* **EXTRAIT DU DOCUMENT**
╭──
Raconter le monde par l'intime

|| Thérapie de Groupe

Le volcan que j’ai vu naître

Par Clarisse Gorokhoff

C’est la petite sœur, la petite dernière, la petite princesse. Celle qu’on aime choyer, gâter. Pour Clarisse, sa petite sœur, c’est la violence. Celle qui, un jour, s'est mise à menacer, à faire peur. Quand elle parle d’elle, c’est souvent pour dire qu’"elle est folle”. Pourtant, officiellement, il n’en est rien.

« Sale pute ». Il est 6h et des poussières. « Crève, espèce de merde !  » J'aime, en hiver, me lever un peu avant le soleil. « Arrête de faire ta sainte, je vais te défoncer. » Devancer de quelques minutes sa lumière. « Bouffe ton téléphone, vieille conne ! » Faire bouillir l'eau en lançant le dernier épisode de Métamorphose, mon podcast préféré. « Je polluerai tous tes comptes de poufiasse jusqu'à ta mort. » Mon portable vibre, encore, clignote - je regarde d'un oeil distrait. Ce n'est pas elle, c'est sa maladie... Ce n'est pas elle, c'est sa maladie... Je suis contente qu'un jour les hindous aient eu la brillante idée d'inventer les mantras. Et le yoga. Et la méditation. Je vais en avoir, aujourd'hui encore, bien besoin.
╰──
* **CONSIGNE**
Répondez s'il vous plaît à ces questions sur l'extrait consacré à la petite sœur de Clarisse :
1. Qui signe l'extrait ?
2. Quel podcast est présenté comme le préféré ?
3. Quelles trois inventions sont attribuées aux hindous ?
Les lignes ci-dessous proviennent d'une autre source que l'extrait.

[Enregistrements du jeu de données]
╭──
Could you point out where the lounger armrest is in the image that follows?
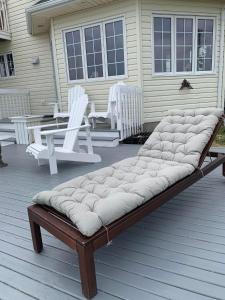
[41,124,91,136]
[27,122,68,130]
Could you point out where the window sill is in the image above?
[152,72,217,78]
[0,76,16,81]
[67,75,128,84]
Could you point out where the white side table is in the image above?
[10,115,43,145]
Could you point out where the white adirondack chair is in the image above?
[26,95,101,175]
[88,81,125,129]
[51,85,85,119]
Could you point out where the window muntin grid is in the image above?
[105,20,125,76]
[176,18,193,72]
[197,19,213,71]
[84,25,103,78]
[153,15,215,75]
[64,19,127,81]
[154,17,172,73]
[65,30,84,80]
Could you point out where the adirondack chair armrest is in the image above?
[41,124,91,136]
[27,122,68,130]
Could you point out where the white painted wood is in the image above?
[0,88,31,119]
[11,116,43,145]
[88,82,143,140]
[0,0,11,40]
[26,95,101,175]
[54,85,85,119]
[46,135,58,175]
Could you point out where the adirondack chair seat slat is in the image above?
[26,92,101,175]
[33,109,223,237]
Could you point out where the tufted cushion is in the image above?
[34,109,222,236]
[138,109,222,168]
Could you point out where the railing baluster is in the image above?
[0,89,31,119]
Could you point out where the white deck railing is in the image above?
[116,85,143,140]
[0,0,9,32]
[0,89,31,119]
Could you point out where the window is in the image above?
[154,17,171,73]
[197,19,213,71]
[66,30,84,80]
[84,25,103,78]
[153,16,214,74]
[105,21,125,76]
[0,53,15,78]
[176,18,193,72]
[65,20,126,81]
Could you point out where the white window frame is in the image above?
[151,12,217,77]
[62,16,128,83]
[0,51,16,80]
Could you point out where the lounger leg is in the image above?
[29,215,43,253]
[77,244,97,299]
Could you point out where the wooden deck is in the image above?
[0,145,225,300]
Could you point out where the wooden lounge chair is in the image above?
[28,109,225,298]
[26,95,101,175]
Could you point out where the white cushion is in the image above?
[138,109,222,168]
[34,110,222,236]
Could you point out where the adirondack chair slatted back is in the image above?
[68,85,85,113]
[63,95,88,151]
[107,81,126,113]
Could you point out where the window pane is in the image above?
[0,55,7,77]
[176,18,193,72]
[105,21,125,76]
[154,17,163,32]
[6,53,15,76]
[66,32,73,45]
[84,25,103,78]
[154,17,171,73]
[66,30,84,80]
[114,21,123,34]
[197,19,213,71]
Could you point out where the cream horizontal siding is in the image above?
[139,0,222,122]
[53,0,138,110]
[0,0,56,114]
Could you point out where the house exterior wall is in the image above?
[0,0,56,114]
[140,0,222,122]
[53,0,222,123]
[53,0,140,111]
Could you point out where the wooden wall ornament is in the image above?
[180,79,193,90]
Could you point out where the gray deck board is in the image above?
[0,145,225,300]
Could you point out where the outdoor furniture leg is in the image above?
[77,243,97,299]
[29,214,43,253]
[0,144,8,168]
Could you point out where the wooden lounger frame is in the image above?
[28,118,225,299]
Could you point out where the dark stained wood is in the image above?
[77,243,97,299]
[28,116,225,298]
[28,211,43,253]
[198,117,224,168]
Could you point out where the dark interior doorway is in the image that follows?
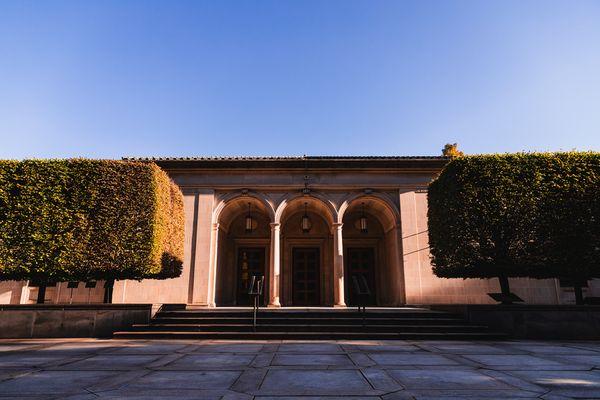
╰──
* **RÉPONSE**
1. Clarisse Gorokhoff
2. Métamorphose
3. Les mantras, le yoga et la méditation